__DATA TO USE__
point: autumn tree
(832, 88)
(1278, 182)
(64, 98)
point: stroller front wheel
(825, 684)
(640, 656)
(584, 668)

__PROBLEM DESCRIPTION__
Report every line of the data above that contains the string "point", matching case exactly.

__EXPECTED ANSWER__
point: autumn tree
point: stroller front wheel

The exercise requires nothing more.